■ **Supplied records**
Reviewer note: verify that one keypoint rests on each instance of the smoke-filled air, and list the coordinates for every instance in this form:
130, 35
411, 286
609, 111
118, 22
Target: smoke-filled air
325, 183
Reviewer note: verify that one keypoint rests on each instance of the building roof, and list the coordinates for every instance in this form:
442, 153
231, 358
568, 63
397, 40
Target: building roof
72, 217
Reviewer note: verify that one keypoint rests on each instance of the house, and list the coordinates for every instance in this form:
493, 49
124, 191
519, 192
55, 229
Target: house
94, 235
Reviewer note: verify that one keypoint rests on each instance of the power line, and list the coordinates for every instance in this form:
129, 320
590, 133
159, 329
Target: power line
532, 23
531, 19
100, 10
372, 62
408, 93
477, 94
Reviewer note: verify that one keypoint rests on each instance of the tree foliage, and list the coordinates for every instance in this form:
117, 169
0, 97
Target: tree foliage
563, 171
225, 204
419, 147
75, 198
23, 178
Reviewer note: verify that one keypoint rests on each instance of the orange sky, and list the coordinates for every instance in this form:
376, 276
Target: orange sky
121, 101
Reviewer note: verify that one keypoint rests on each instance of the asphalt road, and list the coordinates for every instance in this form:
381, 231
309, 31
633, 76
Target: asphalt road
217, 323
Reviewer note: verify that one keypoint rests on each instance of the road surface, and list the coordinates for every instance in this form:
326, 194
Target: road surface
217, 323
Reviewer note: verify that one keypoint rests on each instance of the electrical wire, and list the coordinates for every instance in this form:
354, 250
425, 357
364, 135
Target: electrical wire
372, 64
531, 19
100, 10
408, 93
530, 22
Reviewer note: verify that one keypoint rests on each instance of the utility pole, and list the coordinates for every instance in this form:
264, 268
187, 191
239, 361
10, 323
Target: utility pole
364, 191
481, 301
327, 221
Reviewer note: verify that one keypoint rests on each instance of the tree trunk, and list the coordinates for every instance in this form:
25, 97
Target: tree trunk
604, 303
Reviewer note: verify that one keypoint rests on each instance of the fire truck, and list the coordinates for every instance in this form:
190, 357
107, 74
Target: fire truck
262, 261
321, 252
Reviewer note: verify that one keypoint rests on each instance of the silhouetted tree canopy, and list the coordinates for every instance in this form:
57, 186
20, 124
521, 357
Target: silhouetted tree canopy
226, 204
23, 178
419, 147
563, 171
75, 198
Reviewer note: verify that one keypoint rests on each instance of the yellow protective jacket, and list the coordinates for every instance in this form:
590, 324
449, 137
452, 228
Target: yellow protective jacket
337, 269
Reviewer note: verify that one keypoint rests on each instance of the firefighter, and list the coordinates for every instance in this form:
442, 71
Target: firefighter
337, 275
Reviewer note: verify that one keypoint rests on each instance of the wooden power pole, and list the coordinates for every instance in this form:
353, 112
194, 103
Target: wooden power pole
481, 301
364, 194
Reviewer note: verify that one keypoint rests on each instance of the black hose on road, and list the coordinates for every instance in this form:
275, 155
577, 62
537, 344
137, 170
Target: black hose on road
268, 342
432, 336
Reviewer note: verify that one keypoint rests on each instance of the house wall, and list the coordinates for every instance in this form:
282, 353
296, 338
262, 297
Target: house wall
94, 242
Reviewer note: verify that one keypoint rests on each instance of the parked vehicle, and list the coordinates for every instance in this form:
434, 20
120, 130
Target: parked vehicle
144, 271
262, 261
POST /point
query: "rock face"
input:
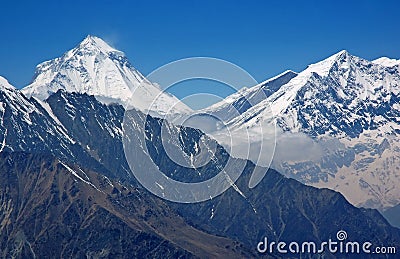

■ **Your instructions**
The entries above are to be returned exactly, without their pictures.

■ **Answer for the task**
Reviewer note: verify that one keypoint rests on each instance of the smoke-filled air, and list the coordinates for every instance in this form:
130, 35
411, 286
609, 111
118, 22
Target: smoke-filled air
325, 183
Reviewer note: verify that one keypoint rests on each instance of the building roof, and list the coordinates for every instance in this form:
442, 153
231, 358
568, 63
397, 40
Target: building roof
72, 217
Reviewer note: verify that one keypoint rests on each instance of the house, and list the coordinates for every instance in this form:
493, 49
124, 191
519, 192
55, 229
Target: house
94, 235
Reviewer note: verify that one keypoint rests on each instance of the power line, and list the coordinates for every instance in this form:
129, 320
590, 133
159, 329
Target: power line
532, 23
531, 19
100, 10
372, 62
408, 93
477, 94
Reviewer note: verify that one keypoint rests on each instance of the tree foliage, and list the coordinates for every instance in this form:
117, 169
0, 97
Target: tree foliage
563, 171
225, 204
419, 147
75, 198
23, 178
Reviewer note: verify that one keypoint rests on each instance of the orange sky, and list the coordinates for every instance in this form:
376, 276
Target: orange sky
121, 101
Reviewer note: verify that one keypoint rests on each instance of the asphalt road, and list the coordinates for every instance in this form:
381, 231
309, 31
633, 76
Target: asphalt road
217, 323
Reviewer note: verify that one keypoint rests on each instance of the road surface, and list the coordinates for every instance in this form:
326, 194
Target: road surface
217, 323
Reviewer note: verify that one keypoint rests on each instance of the electrical wire, and list the coordinates for every instance in this form:
354, 250
425, 357
364, 135
Target: electrical wire
372, 64
531, 19
100, 10
408, 93
530, 22
Reviewer note: verify that one keypoint rests on each instance of the utility pole, and list the coordinates for every instance in this form:
264, 268
187, 191
239, 361
10, 323
Target: utility pole
364, 191
481, 301
327, 221
Reviewer note: verify that one keypoint rests on each instance of the tree trunk, and list the coordinates for every instance in this form:
25, 97
Target: tree trunk
604, 303
Reviewer note: verify that one keypoint rests on each instance of the fire truck, and list the coordinates for every instance in this form:
190, 357
107, 74
Target: fire truck
262, 261
321, 252
Reviewer note: verify that one keypoint rests on each instance of the silhouetted tree canopy, and list the coordinates for every instance in this form:
57, 186
20, 124
521, 357
Target: silhouetted tree canopy
226, 204
23, 178
419, 147
563, 171
75, 198
Reviewer note: verify that one keypoint rests on each instance of the yellow protective jacket, and list the coordinates for every instance in this form:
590, 324
449, 137
452, 228
Target: yellow protective jacket
337, 269
Reviewer note: verify that one keypoint rests on each instance of the firefighter, and list the coordinates for every instance in this form:
442, 71
Target: firefighter
337, 275
Reviewer note: verify that one keypoint rests on each instance of the wooden power pole, and list the coordinates for every instance in this form:
353, 112
194, 103
Target: wooden power pole
481, 301
364, 194
Reviewer note: verify that one keypoint rests on each instance of the black hose on road, and list the coordinates for every instance in this form:
275, 155
577, 62
537, 344
137, 170
Target: black hose on road
268, 342
432, 336
Reviewer note: verify that one keypoint rests on each instance of the house wall, and list the coordinates for every instance in this form:
282, 353
296, 338
262, 297
Target: house wall
94, 242
Reviewer note: verify that one keypoint rests on each instance of the parked vehicle, and list the coordinates for every instance in this form:
434, 20
120, 130
Target: parked vehicle
144, 271
262, 261
POST /point
query: "rock face"
input:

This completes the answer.